- DIRECTIVE: From the entries below, keep only the lines that contain the string "chair", and copy them out. Case counts.

· · · · · · ·

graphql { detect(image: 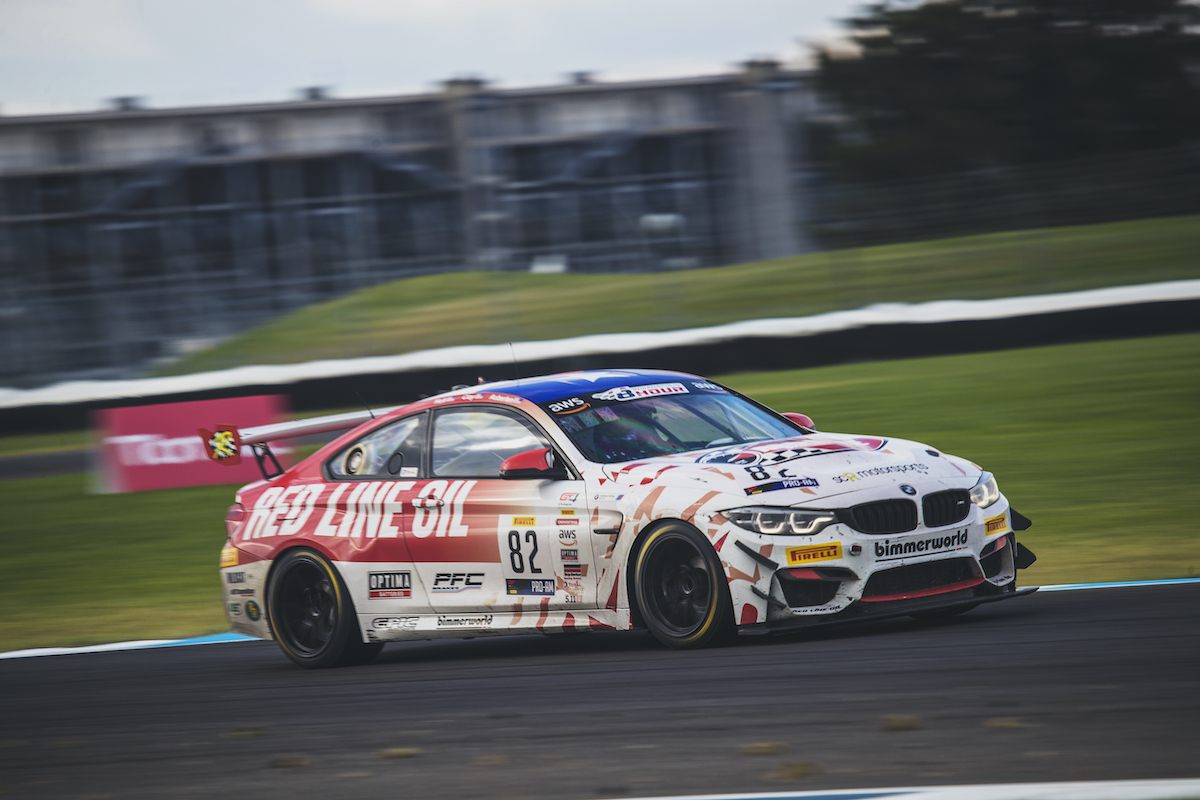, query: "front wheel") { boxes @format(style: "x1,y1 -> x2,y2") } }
634,522 -> 736,649
266,548 -> 383,669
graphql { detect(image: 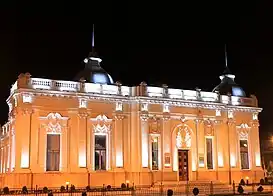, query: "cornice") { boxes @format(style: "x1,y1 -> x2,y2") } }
10,88 -> 262,113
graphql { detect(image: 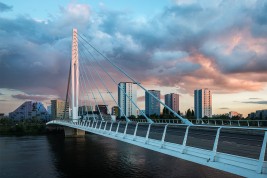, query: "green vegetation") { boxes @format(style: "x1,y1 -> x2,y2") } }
0,118 -> 46,135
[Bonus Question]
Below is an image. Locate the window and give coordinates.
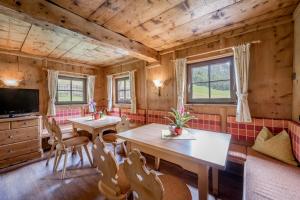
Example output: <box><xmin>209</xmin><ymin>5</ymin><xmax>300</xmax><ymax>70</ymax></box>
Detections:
<box><xmin>187</xmin><ymin>57</ymin><xmax>235</xmax><ymax>103</ymax></box>
<box><xmin>56</xmin><ymin>76</ymin><xmax>86</xmax><ymax>105</ymax></box>
<box><xmin>116</xmin><ymin>77</ymin><xmax>131</xmax><ymax>104</ymax></box>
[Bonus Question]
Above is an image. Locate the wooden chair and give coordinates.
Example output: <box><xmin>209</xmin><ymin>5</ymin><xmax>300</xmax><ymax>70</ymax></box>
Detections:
<box><xmin>93</xmin><ymin>137</ymin><xmax>130</xmax><ymax>200</ymax></box>
<box><xmin>124</xmin><ymin>149</ymin><xmax>192</xmax><ymax>200</ymax></box>
<box><xmin>52</xmin><ymin>119</ymin><xmax>93</xmax><ymax>179</ymax></box>
<box><xmin>102</xmin><ymin>116</ymin><xmax>129</xmax><ymax>157</ymax></box>
<box><xmin>43</xmin><ymin>116</ymin><xmax>76</xmax><ymax>166</ymax></box>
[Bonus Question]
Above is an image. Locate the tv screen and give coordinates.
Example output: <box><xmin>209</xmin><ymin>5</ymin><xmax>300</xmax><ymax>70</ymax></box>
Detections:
<box><xmin>0</xmin><ymin>88</ymin><xmax>39</xmax><ymax>115</ymax></box>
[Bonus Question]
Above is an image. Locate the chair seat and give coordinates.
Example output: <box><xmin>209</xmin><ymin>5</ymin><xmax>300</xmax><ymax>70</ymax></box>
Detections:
<box><xmin>102</xmin><ymin>133</ymin><xmax>118</xmax><ymax>143</ymax></box>
<box><xmin>117</xmin><ymin>164</ymin><xmax>130</xmax><ymax>194</ymax></box>
<box><xmin>102</xmin><ymin>133</ymin><xmax>125</xmax><ymax>144</ymax></box>
<box><xmin>48</xmin><ymin>132</ymin><xmax>76</xmax><ymax>145</ymax></box>
<box><xmin>158</xmin><ymin>175</ymin><xmax>192</xmax><ymax>200</ymax></box>
<box><xmin>64</xmin><ymin>136</ymin><xmax>89</xmax><ymax>147</ymax></box>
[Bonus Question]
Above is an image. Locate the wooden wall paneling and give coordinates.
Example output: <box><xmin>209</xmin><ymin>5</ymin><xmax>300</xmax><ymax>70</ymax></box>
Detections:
<box><xmin>0</xmin><ymin>0</ymin><xmax>157</xmax><ymax>62</ymax></box>
<box><xmin>292</xmin><ymin>4</ymin><xmax>300</xmax><ymax>122</ymax></box>
<box><xmin>103</xmin><ymin>0</ymin><xmax>183</xmax><ymax>34</ymax></box>
<box><xmin>50</xmin><ymin>0</ymin><xmax>106</xmax><ymax>18</ymax></box>
<box><xmin>0</xmin><ymin>14</ymin><xmax>31</xmax><ymax>50</ymax></box>
<box><xmin>88</xmin><ymin>0</ymin><xmax>134</xmax><ymax>25</ymax></box>
<box><xmin>21</xmin><ymin>25</ymin><xmax>67</xmax><ymax>56</ymax></box>
<box><xmin>155</xmin><ymin>0</ymin><xmax>295</xmax><ymax>50</ymax></box>
<box><xmin>160</xmin><ymin>15</ymin><xmax>293</xmax><ymax>56</ymax></box>
<box><xmin>102</xmin><ymin>20</ymin><xmax>293</xmax><ymax>120</ymax></box>
<box><xmin>125</xmin><ymin>0</ymin><xmax>236</xmax><ymax>46</ymax></box>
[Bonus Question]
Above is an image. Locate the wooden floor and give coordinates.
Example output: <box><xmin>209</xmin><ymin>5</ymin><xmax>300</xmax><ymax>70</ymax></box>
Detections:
<box><xmin>0</xmin><ymin>145</ymin><xmax>243</xmax><ymax>200</ymax></box>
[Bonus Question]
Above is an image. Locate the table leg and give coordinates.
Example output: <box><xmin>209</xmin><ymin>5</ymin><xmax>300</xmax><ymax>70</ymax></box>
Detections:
<box><xmin>198</xmin><ymin>165</ymin><xmax>209</xmax><ymax>200</ymax></box>
<box><xmin>154</xmin><ymin>157</ymin><xmax>160</xmax><ymax>171</ymax></box>
<box><xmin>212</xmin><ymin>168</ymin><xmax>219</xmax><ymax>195</ymax></box>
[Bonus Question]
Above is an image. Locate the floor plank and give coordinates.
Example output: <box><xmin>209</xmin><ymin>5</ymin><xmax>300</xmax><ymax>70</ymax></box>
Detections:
<box><xmin>0</xmin><ymin>145</ymin><xmax>243</xmax><ymax>200</ymax></box>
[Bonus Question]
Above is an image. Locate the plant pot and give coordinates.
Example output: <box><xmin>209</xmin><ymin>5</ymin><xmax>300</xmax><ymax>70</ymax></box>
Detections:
<box><xmin>93</xmin><ymin>113</ymin><xmax>100</xmax><ymax>120</ymax></box>
<box><xmin>174</xmin><ymin>127</ymin><xmax>182</xmax><ymax>135</ymax></box>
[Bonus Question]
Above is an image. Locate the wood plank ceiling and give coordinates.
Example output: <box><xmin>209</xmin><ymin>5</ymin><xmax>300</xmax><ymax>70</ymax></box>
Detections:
<box><xmin>0</xmin><ymin>0</ymin><xmax>299</xmax><ymax>65</ymax></box>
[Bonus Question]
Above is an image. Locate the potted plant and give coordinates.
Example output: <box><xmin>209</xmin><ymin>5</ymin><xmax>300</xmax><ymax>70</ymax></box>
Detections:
<box><xmin>165</xmin><ymin>107</ymin><xmax>195</xmax><ymax>135</ymax></box>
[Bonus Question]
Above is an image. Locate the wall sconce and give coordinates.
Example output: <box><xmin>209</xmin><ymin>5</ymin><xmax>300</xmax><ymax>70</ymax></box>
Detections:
<box><xmin>153</xmin><ymin>80</ymin><xmax>163</xmax><ymax>96</ymax></box>
<box><xmin>2</xmin><ymin>79</ymin><xmax>21</xmax><ymax>87</ymax></box>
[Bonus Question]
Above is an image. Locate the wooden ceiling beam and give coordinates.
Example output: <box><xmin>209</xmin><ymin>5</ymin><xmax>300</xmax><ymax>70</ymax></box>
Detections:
<box><xmin>0</xmin><ymin>48</ymin><xmax>99</xmax><ymax>69</ymax></box>
<box><xmin>0</xmin><ymin>0</ymin><xmax>158</xmax><ymax>62</ymax></box>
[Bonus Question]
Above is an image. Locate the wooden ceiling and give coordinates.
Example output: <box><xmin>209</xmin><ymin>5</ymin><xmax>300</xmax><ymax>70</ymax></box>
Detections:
<box><xmin>50</xmin><ymin>0</ymin><xmax>299</xmax><ymax>51</ymax></box>
<box><xmin>0</xmin><ymin>14</ymin><xmax>131</xmax><ymax>65</ymax></box>
<box><xmin>0</xmin><ymin>0</ymin><xmax>299</xmax><ymax>65</ymax></box>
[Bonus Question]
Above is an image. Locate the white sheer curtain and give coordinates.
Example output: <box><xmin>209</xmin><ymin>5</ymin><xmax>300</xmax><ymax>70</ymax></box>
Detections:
<box><xmin>107</xmin><ymin>75</ymin><xmax>113</xmax><ymax>111</ymax></box>
<box><xmin>47</xmin><ymin>70</ymin><xmax>58</xmax><ymax>116</ymax></box>
<box><xmin>129</xmin><ymin>71</ymin><xmax>136</xmax><ymax>113</ymax></box>
<box><xmin>86</xmin><ymin>76</ymin><xmax>96</xmax><ymax>112</ymax></box>
<box><xmin>233</xmin><ymin>43</ymin><xmax>251</xmax><ymax>122</ymax></box>
<box><xmin>175</xmin><ymin>58</ymin><xmax>186</xmax><ymax>110</ymax></box>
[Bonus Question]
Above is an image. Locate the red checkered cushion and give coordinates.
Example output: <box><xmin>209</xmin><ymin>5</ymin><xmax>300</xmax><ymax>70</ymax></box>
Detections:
<box><xmin>227</xmin><ymin>116</ymin><xmax>289</xmax><ymax>145</ymax></box>
<box><xmin>54</xmin><ymin>106</ymin><xmax>83</xmax><ymax>124</ymax></box>
<box><xmin>107</xmin><ymin>108</ymin><xmax>121</xmax><ymax>117</ymax></box>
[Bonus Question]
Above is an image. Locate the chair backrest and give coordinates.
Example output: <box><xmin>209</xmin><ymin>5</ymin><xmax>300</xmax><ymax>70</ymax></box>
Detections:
<box><xmin>116</xmin><ymin>115</ymin><xmax>129</xmax><ymax>133</ymax></box>
<box><xmin>43</xmin><ymin>115</ymin><xmax>54</xmax><ymax>137</ymax></box>
<box><xmin>124</xmin><ymin>149</ymin><xmax>164</xmax><ymax>200</ymax></box>
<box><xmin>52</xmin><ymin>118</ymin><xmax>63</xmax><ymax>143</ymax></box>
<box><xmin>93</xmin><ymin>137</ymin><xmax>121</xmax><ymax>195</ymax></box>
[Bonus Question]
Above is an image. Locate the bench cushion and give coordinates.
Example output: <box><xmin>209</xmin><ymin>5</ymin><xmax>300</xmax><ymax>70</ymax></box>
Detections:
<box><xmin>244</xmin><ymin>148</ymin><xmax>300</xmax><ymax>200</ymax></box>
<box><xmin>228</xmin><ymin>143</ymin><xmax>247</xmax><ymax>164</ymax></box>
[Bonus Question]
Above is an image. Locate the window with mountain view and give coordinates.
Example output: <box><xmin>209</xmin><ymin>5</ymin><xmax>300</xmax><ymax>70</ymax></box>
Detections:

· · · · · · ·

- TASK RESPONSE:
Above is an image. Locate the wooden chair and give coordinates.
Above is an image. Locate the chair seat and give coordinates.
Above is an image. Locate the chair backrest and give coordinates.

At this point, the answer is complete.